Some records
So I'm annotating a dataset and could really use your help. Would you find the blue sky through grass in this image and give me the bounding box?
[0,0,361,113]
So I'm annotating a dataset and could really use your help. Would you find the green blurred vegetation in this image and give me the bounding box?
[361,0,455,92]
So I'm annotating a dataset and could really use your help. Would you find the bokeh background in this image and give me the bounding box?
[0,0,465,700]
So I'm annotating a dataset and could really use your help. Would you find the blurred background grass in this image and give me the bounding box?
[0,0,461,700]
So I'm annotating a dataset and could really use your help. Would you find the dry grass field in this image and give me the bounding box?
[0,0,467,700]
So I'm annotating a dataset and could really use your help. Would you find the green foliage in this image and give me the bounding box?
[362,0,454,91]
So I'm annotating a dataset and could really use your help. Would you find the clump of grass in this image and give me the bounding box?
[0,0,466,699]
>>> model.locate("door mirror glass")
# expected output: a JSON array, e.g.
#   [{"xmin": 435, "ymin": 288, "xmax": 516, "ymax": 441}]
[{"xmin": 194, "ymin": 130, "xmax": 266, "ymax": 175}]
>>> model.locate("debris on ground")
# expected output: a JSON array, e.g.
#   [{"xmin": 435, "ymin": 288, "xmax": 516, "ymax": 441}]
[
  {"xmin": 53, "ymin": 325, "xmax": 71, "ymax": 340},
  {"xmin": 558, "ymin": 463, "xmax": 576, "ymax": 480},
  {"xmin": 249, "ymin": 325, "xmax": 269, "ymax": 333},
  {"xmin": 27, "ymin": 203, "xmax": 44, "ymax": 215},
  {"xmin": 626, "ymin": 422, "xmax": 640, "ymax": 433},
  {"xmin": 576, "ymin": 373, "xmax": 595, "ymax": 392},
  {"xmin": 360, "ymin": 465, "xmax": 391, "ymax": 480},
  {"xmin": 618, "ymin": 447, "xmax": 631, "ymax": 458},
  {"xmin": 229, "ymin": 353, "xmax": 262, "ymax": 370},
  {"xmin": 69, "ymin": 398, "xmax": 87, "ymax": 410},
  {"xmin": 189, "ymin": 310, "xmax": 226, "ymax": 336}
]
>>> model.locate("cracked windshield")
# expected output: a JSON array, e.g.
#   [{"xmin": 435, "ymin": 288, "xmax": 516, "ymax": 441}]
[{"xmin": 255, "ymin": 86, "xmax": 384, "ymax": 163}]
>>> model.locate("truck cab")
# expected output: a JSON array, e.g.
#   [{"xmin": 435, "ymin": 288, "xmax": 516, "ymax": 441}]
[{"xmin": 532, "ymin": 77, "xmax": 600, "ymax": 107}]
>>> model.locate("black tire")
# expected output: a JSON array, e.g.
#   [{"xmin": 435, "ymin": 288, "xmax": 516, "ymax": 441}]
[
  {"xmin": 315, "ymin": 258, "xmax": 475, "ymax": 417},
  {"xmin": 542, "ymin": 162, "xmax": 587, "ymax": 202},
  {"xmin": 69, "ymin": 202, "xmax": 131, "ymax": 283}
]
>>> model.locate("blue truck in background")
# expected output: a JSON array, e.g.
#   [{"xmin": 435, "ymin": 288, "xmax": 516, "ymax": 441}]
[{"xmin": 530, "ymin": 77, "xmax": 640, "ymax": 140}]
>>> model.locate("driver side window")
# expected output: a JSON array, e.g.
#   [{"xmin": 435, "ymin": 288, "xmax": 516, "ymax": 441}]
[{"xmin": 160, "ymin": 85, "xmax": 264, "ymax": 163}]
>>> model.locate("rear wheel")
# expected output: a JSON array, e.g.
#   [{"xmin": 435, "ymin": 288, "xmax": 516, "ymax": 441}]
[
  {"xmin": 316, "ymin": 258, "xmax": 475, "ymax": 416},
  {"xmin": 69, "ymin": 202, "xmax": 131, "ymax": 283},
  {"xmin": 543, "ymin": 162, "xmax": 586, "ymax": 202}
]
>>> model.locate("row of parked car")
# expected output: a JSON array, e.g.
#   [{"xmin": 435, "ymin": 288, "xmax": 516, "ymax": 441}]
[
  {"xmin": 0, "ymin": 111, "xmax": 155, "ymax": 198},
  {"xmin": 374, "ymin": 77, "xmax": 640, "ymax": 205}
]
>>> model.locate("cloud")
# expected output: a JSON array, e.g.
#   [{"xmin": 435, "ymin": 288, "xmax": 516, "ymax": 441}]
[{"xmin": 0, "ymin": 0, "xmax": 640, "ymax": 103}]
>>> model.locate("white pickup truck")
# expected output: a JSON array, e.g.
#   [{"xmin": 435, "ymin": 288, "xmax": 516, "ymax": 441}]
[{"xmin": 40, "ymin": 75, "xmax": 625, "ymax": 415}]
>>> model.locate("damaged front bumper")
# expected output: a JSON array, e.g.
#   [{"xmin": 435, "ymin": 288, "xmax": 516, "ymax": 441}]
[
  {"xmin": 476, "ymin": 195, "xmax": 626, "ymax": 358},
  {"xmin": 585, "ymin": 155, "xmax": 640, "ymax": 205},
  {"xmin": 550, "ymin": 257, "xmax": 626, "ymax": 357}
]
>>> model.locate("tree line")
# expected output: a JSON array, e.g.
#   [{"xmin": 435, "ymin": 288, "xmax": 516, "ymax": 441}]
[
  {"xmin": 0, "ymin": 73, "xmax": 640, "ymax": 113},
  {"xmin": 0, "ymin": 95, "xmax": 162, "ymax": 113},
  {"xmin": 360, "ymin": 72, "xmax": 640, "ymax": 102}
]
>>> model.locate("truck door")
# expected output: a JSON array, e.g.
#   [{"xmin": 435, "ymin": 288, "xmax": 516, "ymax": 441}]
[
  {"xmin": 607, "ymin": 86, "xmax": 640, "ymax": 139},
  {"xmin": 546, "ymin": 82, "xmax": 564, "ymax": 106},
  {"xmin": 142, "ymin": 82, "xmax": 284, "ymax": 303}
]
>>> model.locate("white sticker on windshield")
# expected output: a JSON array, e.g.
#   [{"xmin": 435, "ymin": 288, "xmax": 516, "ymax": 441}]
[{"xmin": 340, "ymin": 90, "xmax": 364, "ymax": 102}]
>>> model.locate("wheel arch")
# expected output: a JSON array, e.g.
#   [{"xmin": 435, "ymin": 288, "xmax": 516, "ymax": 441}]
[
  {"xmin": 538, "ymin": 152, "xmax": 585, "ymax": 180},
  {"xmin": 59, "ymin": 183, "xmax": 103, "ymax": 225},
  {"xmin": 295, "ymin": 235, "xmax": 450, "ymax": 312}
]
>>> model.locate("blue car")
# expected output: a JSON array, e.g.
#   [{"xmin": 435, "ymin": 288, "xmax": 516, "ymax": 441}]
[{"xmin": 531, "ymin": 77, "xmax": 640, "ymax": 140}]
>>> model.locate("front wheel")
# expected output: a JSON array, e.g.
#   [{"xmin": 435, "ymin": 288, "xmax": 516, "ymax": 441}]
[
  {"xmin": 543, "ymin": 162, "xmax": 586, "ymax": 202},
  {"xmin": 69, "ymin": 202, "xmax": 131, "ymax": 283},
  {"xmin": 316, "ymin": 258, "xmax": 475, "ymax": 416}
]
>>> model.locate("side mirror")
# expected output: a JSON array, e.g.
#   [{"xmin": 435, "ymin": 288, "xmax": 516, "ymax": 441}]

■ GOAL OF THE EXERCISE: Pick out every line of the material above that contains the string "blurred", and copy each of those lines.

■ SOLUTION:
So I'm annotating a dataset and could really use your help. Would you find the green blurred vegetation in this image and give me the bounding box?
So I'm annotating a dataset and could really use your help. Would you find the blurred background grass in this image and give me the bounding box?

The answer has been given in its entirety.